Free, 7 p.m., Arts at the Armory, 191 Highland Ave., Somerville
BOOKS + READINGS
Lit Crawl Boston
Held by the Boston Book Festival, this evening of literary fun includes games, performances, “provocations,” and other amusements. Through activities like blackout poetry and interactive games, you’ll have as many opportunities to display your creativity as to hear and see the work of others, and with multiple options for each hour, you’ll be able to customize your experience.
Free, 6 p.m.-9 p.m., Union Square, Somerville
FRIDAY (6/13/25)
MUSIC
LOCASH
Nashville-based duo LOCASH scored their second number one country hit this past April with the sentimental 2024 single “Hometown Home,” an ode to blooming where you’re planted from their new album Bet the Farm. Their first number one was 2016’s “I Know Somebody.”
$19.75-$83.15, 8 p.m., Citizens House of Blues, 15 Lansdowne St., Boston
Gordi
The undead have been good luck for this Australian folktronica singer-songwriter, who got crucial early exposure through licensing songs to The Vampire Diaries and The Walking Dead. Like Plasticine, her first studio album in five years, drops this August. On the already-released anthem “Peripheral Lover”, she demands first place treatment: “You need to give me something visceral, baby.”
$33.68, 8 p.m., Warehouse XI, 11 Sanborn Ct., Somerville
Greer
On tracks like “Had Enough”, from their new debut album Big Smile, Californian power pop act Greer resurrects the equally melodic and loud spirit of 90s bands like Superdrag. Big Smile was produced by Rob Schnapf, best known for his work with Elliott Smith, and there’s a bit of Smith’s sensbility here too, albeit filtered through a slacker lens.
$35.42, 8 p.m., The Sinclair, 52 Church St., Cambridge
COMEDY
Nemr: Extremely Unextremist
Nemr devotes a lot of his comedy to his experiences as a Lebanese American who’s spent a good amount of time in both countries. In this clip from his last special, No Bombing in Beiruit, he recounts his dad’s unusual reaction to his gift of an iPhone—suffice it to say that getting him to adopt the device was a bit of a process.
$50.25-$95.25, 7:30 p.m., The Wilbur, 246 Tremont St., Boston
Kindra Lansburg
This local comic went on record this year as a lover of bald men. Last fall, she posted some crowd work with a 13-year-old, telling the story of how, in a former life as a middle school health teacher, she fell for the band teacher—she didn’t say if he was bald, but it’s safe to assume.
________
Copy out word for word the part of the events listing above starting at "Free, 7 p.m., Arts" and ending at "customize your experience.".

DATA SECTION:
________
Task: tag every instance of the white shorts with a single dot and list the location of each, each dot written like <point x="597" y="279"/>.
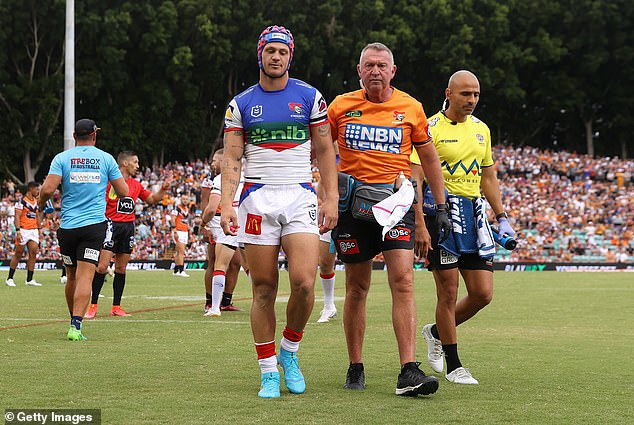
________
EXPECTED ANSWER:
Free, 7 p.m., Arts at the Armory, 191 Highland Ave., Somerville
BOOKS + READINGS
Lit Crawl Boston
Held by the Boston Book Festival, this evening of literary fun includes games, performances, “provocations,” and other amusements. Through activities like blackout poetry and interactive games, you’ll have as many opportunities to display your creativity as to hear and see the work of others, and with multiple options for each hour, you’ll be able to customize your experience.